§ **WHAT TO PRODUCE**
Would you copy every record exactly as it stands and drop the pictures?

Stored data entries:

========================================

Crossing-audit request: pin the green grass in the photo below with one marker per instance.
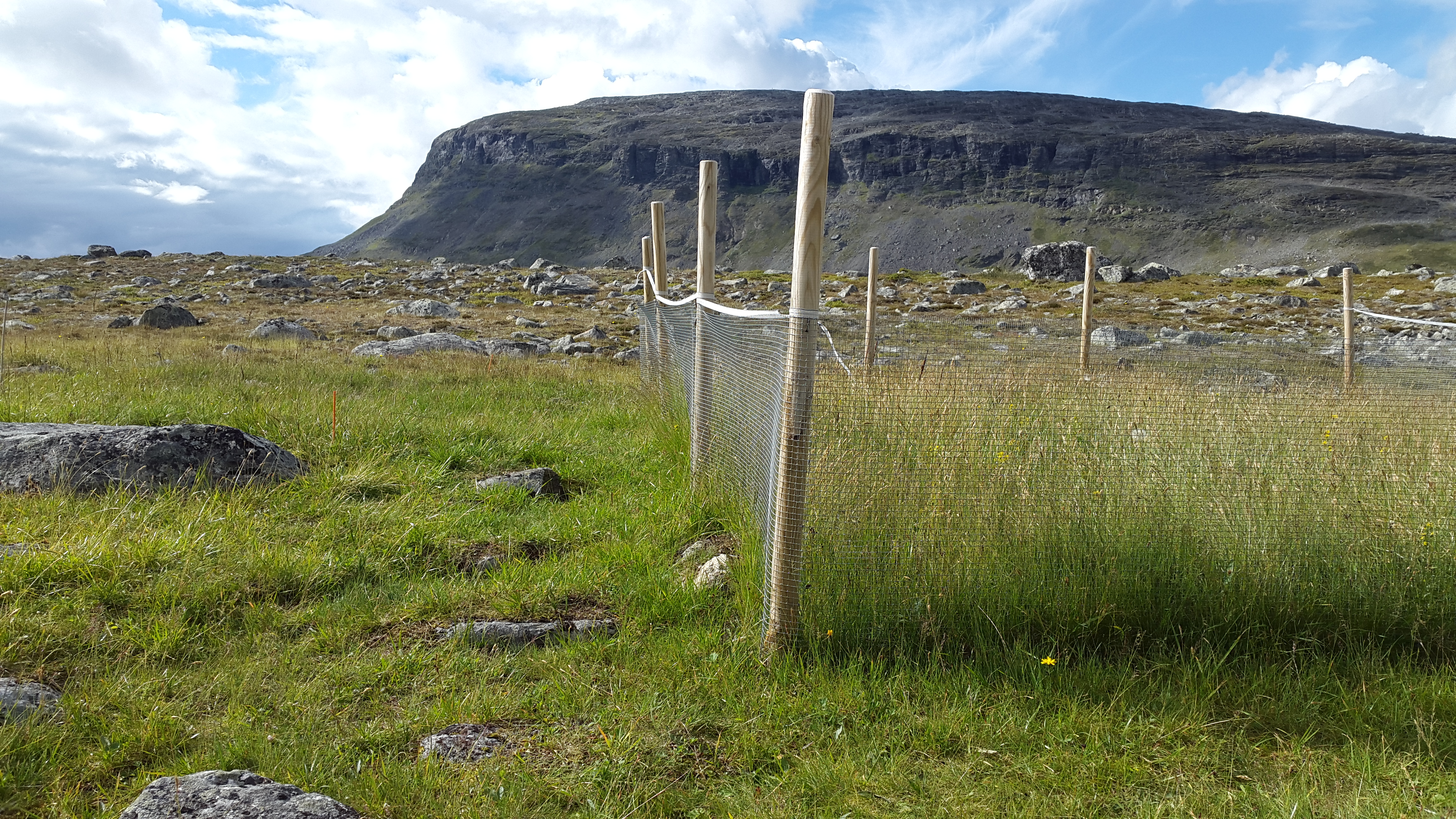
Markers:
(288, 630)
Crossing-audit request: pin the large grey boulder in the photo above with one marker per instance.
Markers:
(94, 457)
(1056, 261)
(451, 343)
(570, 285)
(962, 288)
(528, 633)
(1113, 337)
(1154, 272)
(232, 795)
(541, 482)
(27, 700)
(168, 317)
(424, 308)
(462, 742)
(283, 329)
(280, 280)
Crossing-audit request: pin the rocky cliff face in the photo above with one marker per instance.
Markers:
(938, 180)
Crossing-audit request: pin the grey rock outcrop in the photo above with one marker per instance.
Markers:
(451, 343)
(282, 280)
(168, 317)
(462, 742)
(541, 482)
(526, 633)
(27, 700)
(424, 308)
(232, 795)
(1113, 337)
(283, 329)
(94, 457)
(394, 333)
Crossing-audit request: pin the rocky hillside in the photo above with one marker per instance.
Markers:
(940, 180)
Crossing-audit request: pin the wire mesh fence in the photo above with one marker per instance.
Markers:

========================================

§ **RESULT OF THE TASK**
Crossing-audit request: pin the green grass in the photo below with one marker per instance.
Markers:
(288, 630)
Crossing-audit request: pin the large grey boulder in the photo above with one marker per instance.
Markers:
(94, 457)
(1056, 261)
(451, 343)
(570, 285)
(962, 288)
(528, 633)
(1113, 337)
(1154, 272)
(232, 795)
(541, 482)
(27, 700)
(168, 317)
(424, 308)
(462, 742)
(283, 329)
(280, 280)
Crossing-audit request: pin the rocky cliff face in the photo above with one marker per instance.
Markers:
(938, 180)
Crossing-audit request: pin the grey rock outcrop in the photo above with one marker per instance.
Markers:
(451, 343)
(282, 280)
(168, 317)
(462, 742)
(541, 482)
(526, 633)
(27, 700)
(424, 308)
(232, 795)
(1113, 337)
(283, 329)
(94, 457)
(394, 333)
Crossing-audit request: pin the rocky hillside in the photo above with one marker per instance.
Markers:
(940, 180)
Crossing-audit request: pin the wire mesh fence in the photo above with one marker per instance.
Markers:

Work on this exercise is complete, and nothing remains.